↓↓↓
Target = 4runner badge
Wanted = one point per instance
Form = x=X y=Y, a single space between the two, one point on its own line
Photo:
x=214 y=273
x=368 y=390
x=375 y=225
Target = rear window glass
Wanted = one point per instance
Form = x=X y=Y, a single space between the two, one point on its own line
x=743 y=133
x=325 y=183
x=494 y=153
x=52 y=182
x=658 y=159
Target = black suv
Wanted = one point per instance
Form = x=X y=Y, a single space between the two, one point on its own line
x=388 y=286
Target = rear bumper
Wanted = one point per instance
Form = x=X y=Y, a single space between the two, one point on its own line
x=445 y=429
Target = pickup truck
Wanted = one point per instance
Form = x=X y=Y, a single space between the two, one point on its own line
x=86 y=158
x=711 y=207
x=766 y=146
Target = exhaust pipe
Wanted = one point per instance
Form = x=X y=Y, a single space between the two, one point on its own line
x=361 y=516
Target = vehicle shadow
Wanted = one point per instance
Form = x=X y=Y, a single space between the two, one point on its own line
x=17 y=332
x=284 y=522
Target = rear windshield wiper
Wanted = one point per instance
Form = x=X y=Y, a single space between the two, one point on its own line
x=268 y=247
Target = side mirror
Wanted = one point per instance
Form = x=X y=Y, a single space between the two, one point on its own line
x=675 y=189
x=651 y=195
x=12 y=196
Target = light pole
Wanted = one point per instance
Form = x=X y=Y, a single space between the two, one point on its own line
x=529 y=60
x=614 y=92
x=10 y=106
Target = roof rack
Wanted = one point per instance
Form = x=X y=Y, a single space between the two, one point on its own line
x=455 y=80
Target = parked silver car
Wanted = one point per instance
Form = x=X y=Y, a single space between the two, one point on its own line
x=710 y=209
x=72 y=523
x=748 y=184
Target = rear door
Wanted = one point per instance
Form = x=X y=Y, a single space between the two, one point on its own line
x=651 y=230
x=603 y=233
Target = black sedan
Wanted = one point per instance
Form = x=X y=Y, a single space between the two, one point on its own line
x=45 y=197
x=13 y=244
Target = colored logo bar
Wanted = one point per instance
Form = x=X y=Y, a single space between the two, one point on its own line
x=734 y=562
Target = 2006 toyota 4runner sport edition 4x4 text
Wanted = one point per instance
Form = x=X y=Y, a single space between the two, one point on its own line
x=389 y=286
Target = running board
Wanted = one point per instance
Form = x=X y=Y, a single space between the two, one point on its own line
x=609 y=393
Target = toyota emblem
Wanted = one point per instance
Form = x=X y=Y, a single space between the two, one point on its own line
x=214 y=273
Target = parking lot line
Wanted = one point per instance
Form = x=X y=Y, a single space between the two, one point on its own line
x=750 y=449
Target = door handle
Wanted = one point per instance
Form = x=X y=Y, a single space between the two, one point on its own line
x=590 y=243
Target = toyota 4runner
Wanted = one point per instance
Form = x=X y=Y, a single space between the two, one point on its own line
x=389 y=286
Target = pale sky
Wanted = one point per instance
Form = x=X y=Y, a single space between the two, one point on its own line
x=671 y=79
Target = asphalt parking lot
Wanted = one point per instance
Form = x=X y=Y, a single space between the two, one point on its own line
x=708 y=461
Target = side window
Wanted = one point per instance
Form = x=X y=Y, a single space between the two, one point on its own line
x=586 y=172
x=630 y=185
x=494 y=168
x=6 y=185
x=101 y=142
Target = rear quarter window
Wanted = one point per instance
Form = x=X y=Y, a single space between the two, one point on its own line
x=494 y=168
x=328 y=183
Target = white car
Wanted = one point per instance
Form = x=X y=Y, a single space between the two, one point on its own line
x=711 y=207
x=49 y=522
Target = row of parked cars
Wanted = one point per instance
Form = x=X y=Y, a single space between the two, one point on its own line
↑↑↑
• _Work instructions_
Lay out only the records from the line with "Target = roof rack" up to and including the line with "x=609 y=393" as a two-column CSV headed record and answer, one row per record. Put each record's text and its answer in a single quoted field, with line breaks turned into spaces.

• _Response to this task_
record,answer
"Target = roof rack Wanted = one point per instance Form = x=X y=Y, a single space between the two, one point on its own line","x=455 y=80"
"Target = parked silver car Wanted = one point per instance Form = x=X y=Y, a single space between the two, one point on its own line","x=710 y=209 x=72 y=523 x=748 y=184"
"Target = rear door Wanted = one point per instance Form = x=X y=Y, a single space between the two, one point on its own line","x=651 y=230 x=603 y=233"
"Target = black sedan Wanted = one point per instance Form = x=X y=Y, a single space between the two, one point on its own line","x=45 y=197 x=13 y=244"
"Target = colored logo bar Wanted = one point per instance Form = x=X y=Y, a single space between the two, one point on its own line","x=734 y=562"
"Target = 2006 toyota 4runner sport edition 4x4 text Wanted = one point per instance Form = x=X y=Y, a single space between the two, one point on its own line","x=389 y=286"
"Target = running board Wanted = one point per instance Form = x=X y=Y, a single space between the two, one point on its own line","x=609 y=393"